REQUIREMENTS:
Rewrite the records below between the lines holding "For this dataset, tag each instance of the stone headstone" and "[[560, 766]]", inclusive, with "rusty chain" replaced by "metal chain" and nothing else changed.

INFORMATION PROVIDED:
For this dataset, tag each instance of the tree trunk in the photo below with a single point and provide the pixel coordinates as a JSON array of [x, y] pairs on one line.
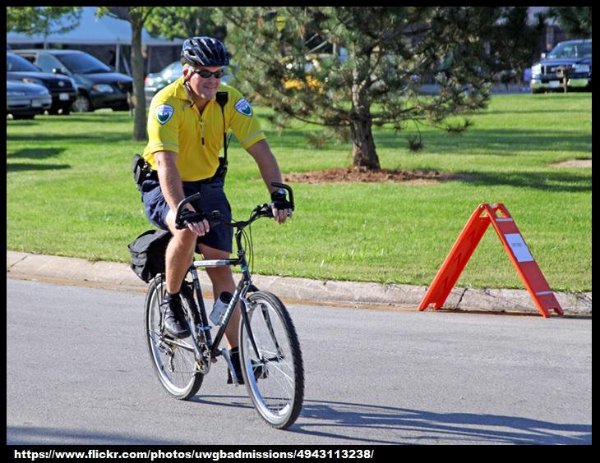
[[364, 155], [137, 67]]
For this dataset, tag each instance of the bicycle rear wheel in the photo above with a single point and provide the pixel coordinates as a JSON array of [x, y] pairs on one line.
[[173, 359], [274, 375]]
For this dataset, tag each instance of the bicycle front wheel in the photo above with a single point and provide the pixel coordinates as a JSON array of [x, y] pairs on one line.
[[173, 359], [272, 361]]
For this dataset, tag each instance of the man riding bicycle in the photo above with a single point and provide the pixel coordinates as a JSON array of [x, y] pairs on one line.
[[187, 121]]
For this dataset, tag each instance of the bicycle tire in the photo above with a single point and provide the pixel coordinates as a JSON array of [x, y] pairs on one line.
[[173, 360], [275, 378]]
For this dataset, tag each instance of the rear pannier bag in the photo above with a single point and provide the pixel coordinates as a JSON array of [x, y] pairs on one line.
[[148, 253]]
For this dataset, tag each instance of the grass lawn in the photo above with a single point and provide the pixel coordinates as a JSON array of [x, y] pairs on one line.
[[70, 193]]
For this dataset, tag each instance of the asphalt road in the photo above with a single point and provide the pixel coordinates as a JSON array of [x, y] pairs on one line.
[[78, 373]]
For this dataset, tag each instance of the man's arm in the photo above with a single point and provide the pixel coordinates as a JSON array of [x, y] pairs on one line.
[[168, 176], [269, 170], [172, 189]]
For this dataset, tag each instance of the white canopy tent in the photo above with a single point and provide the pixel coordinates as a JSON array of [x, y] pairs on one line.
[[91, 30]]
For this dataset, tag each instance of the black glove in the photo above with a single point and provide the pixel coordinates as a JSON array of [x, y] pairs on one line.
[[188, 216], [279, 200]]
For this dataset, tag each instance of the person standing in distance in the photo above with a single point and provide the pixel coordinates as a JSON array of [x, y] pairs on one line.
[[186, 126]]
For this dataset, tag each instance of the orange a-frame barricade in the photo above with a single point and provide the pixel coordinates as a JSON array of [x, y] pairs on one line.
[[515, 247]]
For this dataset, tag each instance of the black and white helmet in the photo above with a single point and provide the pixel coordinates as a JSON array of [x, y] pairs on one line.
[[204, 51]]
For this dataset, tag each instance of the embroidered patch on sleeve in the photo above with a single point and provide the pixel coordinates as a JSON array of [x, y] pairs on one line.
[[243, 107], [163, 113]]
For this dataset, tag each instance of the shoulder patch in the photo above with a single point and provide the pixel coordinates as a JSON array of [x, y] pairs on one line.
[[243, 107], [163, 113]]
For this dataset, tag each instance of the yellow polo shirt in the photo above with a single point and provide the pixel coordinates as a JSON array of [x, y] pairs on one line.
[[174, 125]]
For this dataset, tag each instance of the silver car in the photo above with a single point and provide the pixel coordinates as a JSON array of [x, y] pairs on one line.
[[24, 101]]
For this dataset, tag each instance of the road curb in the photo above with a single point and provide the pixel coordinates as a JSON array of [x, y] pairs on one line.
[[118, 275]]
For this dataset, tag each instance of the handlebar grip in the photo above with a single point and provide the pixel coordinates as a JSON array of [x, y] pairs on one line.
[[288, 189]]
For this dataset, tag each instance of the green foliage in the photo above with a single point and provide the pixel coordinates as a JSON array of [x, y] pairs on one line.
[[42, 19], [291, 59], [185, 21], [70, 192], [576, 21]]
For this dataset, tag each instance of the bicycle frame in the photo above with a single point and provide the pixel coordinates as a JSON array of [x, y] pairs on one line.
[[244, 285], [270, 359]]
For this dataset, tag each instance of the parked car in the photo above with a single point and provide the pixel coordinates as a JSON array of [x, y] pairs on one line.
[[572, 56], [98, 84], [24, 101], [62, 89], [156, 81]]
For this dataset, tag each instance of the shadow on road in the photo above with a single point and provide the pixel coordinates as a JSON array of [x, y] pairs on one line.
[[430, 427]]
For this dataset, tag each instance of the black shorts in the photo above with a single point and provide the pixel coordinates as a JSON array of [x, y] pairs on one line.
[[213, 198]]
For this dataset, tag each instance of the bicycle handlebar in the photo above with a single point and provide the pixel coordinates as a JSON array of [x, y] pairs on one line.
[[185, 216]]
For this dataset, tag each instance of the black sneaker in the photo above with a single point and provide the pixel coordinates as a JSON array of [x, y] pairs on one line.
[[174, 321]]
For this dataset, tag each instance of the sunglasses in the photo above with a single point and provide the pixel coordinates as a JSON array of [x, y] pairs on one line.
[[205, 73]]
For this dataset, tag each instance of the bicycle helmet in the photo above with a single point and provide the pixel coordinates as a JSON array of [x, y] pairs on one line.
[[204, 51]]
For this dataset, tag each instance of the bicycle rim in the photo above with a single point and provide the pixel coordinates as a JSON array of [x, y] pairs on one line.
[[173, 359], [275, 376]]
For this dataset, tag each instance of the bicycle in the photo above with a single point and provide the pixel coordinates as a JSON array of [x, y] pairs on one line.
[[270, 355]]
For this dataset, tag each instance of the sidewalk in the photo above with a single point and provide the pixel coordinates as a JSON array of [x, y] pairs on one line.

---

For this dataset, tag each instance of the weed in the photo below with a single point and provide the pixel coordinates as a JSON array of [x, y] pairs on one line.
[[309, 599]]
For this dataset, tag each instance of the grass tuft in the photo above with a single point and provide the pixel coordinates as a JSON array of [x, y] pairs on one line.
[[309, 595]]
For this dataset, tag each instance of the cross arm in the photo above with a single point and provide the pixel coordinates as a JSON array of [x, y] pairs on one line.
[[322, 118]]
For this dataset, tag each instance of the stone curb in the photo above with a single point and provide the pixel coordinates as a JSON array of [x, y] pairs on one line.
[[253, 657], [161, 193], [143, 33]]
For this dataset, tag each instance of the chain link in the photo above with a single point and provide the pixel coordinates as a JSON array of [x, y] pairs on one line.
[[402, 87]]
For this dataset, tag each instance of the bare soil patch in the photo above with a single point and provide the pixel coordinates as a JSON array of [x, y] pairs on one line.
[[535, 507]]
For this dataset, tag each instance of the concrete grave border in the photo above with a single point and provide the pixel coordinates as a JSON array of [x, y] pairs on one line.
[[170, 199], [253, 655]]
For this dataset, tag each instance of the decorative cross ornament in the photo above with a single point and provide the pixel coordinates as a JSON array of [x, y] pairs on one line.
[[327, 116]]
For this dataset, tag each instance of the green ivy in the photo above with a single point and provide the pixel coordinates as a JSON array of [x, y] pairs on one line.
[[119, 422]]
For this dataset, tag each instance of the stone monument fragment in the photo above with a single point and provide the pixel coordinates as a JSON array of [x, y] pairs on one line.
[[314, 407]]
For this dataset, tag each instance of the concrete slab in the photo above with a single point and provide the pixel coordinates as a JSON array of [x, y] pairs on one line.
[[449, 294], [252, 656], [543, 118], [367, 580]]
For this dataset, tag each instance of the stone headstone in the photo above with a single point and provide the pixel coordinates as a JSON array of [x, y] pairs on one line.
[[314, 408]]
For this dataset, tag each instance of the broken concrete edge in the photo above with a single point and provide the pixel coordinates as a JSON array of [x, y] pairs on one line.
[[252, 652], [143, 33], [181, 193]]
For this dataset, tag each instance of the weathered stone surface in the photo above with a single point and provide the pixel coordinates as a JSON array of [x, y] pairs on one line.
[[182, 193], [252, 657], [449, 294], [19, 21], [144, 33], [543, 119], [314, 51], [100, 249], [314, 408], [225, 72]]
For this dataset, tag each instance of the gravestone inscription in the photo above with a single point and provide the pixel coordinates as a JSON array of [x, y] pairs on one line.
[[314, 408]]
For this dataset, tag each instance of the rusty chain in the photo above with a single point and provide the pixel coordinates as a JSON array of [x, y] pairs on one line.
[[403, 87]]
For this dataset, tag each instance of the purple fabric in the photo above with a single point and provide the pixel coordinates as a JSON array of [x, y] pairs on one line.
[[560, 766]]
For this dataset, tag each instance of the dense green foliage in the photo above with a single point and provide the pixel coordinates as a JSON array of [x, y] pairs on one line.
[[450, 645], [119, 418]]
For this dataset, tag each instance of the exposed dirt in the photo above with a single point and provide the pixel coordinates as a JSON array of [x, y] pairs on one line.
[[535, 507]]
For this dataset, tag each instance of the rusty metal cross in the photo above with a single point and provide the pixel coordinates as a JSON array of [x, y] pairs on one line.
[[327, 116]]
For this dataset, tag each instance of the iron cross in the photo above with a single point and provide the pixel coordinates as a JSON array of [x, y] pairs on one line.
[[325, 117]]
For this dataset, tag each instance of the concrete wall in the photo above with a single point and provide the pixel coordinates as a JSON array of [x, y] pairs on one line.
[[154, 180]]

* * *

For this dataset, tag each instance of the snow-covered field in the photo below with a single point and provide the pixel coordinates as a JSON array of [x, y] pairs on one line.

THE RESPONSE:
For this dataset, tag each instance of the stone headstone in the photo above with a single point and provide the pixel coordinates as a JSON array of [x, y] pairs on one line.
[[314, 408]]
For this dataset, tag each instance of the broken concrete edge in the photo above with a single point and provide the pixel coordinates as a JSON array of [x, y] pairs on one line.
[[252, 652], [143, 33], [181, 193]]
For this dataset, tag each instance of the weathered stone surface in the photo above with a single point and provide the pixel coordinates as a JSON array of [x, y] pairs on one line.
[[182, 193], [252, 657], [449, 294], [19, 21], [144, 33], [543, 119], [314, 51], [100, 249], [314, 408], [225, 72]]
For this dataset, tag each instance of the gravestone inscription in the photo above with a single point and provide the pixel coordinates as a JSON array of [x, y] pairs on one line.
[[314, 408]]
For this dataset, tag each instance of the metal chain in the photo above with a single point and provide the pixel coordinates as a JSON array of [x, y] pairs on one line.
[[403, 87]]
For this dataset, tag each instance of the purple fabric in the photo above with a single point and provide the pixel coordinates as a JSON array of [x, y] pairs on one line.
[[560, 766]]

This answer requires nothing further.